**What the task requires**. Your answer should consist of every line in the records that holds "water".

**Saved entries**.

===

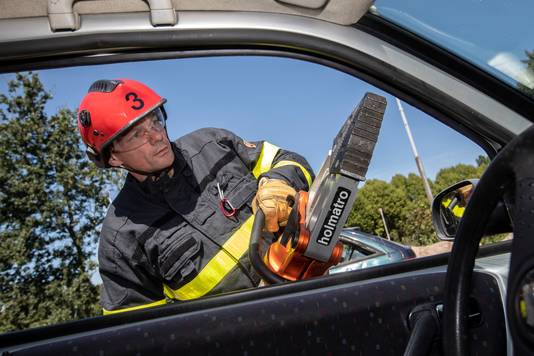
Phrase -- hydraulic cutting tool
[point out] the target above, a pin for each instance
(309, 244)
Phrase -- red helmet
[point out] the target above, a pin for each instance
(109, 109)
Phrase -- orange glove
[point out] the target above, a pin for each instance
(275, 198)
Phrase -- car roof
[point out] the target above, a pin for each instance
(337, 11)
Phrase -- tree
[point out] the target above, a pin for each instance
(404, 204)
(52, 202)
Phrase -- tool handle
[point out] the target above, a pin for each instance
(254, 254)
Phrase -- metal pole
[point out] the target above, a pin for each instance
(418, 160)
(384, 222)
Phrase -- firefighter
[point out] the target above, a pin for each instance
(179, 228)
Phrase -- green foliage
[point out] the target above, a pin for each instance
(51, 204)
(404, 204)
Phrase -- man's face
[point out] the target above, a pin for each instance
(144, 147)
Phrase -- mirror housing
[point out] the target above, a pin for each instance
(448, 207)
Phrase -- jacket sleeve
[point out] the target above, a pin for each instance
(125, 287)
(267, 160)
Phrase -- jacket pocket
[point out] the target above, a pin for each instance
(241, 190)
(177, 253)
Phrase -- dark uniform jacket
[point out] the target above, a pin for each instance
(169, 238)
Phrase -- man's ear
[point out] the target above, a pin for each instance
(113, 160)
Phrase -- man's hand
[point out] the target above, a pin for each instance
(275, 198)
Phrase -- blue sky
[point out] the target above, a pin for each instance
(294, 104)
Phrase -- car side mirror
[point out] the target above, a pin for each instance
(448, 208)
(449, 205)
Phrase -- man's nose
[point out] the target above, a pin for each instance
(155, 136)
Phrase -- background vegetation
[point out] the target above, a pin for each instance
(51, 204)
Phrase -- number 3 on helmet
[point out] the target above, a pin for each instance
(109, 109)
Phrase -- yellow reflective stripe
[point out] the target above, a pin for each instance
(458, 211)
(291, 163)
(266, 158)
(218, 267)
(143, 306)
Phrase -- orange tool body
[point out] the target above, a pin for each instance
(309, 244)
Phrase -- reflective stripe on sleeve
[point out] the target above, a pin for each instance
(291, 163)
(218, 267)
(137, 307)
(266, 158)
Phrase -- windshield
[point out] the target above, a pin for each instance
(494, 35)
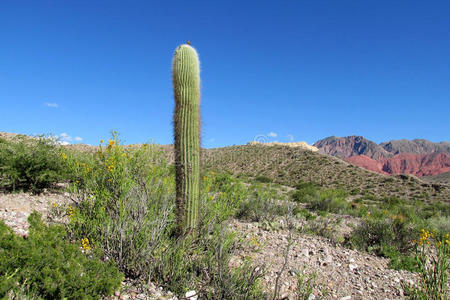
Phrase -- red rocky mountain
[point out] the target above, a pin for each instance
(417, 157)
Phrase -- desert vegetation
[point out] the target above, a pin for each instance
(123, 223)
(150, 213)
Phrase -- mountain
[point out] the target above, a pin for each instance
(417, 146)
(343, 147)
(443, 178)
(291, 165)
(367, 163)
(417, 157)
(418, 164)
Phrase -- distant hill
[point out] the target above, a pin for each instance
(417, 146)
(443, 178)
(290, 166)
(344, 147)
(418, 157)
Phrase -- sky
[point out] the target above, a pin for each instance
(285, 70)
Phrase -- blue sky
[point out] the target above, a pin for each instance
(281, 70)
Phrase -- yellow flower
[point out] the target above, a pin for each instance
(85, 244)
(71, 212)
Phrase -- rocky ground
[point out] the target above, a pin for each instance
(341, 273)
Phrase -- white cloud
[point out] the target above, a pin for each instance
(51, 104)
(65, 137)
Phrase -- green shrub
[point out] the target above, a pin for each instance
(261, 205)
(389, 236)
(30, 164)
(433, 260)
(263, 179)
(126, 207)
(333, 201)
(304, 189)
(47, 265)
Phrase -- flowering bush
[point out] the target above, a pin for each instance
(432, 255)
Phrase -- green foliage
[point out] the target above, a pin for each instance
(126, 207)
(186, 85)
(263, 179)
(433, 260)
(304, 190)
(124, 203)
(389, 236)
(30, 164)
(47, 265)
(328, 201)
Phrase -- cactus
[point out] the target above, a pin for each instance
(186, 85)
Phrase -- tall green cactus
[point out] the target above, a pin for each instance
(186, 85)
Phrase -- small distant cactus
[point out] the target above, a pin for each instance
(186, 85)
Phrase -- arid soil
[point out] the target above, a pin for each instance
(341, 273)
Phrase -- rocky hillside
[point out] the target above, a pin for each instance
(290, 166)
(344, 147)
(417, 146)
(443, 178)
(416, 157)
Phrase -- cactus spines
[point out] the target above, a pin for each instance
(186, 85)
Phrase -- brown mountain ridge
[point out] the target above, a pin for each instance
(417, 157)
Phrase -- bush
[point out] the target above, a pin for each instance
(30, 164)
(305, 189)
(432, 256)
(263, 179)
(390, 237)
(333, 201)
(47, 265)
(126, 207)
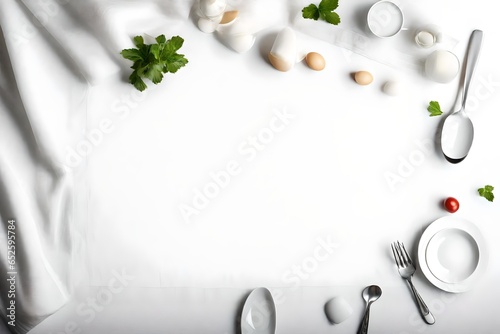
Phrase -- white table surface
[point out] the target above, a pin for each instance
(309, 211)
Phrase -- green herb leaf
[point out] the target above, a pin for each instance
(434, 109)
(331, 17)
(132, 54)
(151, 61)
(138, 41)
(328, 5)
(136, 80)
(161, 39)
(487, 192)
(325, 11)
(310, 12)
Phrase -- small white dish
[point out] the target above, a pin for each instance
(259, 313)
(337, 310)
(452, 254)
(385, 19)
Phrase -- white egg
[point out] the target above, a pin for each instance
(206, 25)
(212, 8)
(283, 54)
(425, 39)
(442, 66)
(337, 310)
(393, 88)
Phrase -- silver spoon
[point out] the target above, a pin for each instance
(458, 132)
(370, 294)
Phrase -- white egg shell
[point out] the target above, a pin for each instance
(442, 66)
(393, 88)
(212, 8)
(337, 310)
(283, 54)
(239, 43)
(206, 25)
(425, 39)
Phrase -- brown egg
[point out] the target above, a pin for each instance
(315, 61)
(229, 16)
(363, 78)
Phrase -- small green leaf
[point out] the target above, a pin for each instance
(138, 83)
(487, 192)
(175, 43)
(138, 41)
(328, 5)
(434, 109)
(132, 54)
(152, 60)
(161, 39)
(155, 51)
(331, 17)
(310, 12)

===

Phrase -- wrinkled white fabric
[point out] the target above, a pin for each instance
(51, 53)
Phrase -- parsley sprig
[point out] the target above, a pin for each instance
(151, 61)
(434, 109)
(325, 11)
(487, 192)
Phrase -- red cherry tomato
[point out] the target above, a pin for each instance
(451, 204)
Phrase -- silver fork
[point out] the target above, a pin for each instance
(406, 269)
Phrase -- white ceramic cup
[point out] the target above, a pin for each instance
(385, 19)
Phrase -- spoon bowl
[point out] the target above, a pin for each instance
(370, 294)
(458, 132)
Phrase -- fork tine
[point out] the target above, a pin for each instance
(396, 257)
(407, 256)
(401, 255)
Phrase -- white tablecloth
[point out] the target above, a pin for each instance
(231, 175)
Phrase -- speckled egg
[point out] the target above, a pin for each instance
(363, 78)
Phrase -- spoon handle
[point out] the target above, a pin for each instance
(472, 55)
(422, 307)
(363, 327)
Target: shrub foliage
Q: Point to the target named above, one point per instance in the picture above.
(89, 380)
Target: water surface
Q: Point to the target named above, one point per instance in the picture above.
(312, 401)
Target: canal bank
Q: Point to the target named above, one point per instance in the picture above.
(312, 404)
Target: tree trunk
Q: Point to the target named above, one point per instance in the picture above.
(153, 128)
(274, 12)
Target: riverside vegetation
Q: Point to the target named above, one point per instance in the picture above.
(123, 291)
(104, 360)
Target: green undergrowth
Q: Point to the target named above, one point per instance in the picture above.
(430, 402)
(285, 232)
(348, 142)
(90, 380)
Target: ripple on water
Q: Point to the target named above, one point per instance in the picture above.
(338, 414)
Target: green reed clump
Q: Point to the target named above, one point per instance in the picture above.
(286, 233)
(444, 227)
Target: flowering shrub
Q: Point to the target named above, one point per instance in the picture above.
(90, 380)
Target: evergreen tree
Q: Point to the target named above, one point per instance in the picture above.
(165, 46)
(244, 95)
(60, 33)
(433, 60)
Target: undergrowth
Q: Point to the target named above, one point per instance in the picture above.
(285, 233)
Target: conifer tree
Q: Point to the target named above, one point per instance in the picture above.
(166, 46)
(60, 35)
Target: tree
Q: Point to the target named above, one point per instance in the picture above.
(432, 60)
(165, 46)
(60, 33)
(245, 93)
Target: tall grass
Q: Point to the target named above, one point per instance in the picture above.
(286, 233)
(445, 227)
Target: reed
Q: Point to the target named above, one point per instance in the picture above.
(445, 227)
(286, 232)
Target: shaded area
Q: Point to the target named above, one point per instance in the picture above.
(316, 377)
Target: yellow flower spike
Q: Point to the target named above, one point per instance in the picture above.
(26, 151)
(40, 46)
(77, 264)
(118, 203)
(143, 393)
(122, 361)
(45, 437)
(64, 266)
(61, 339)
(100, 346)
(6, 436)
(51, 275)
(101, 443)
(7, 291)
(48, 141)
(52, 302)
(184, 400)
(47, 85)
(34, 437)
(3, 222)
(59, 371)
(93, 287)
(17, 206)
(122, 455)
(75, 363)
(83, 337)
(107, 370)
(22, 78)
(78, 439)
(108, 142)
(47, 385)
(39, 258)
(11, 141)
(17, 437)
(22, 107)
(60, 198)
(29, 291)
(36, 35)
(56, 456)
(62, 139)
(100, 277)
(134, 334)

===

**Response box**.
Target: water surface
Target: ripple on water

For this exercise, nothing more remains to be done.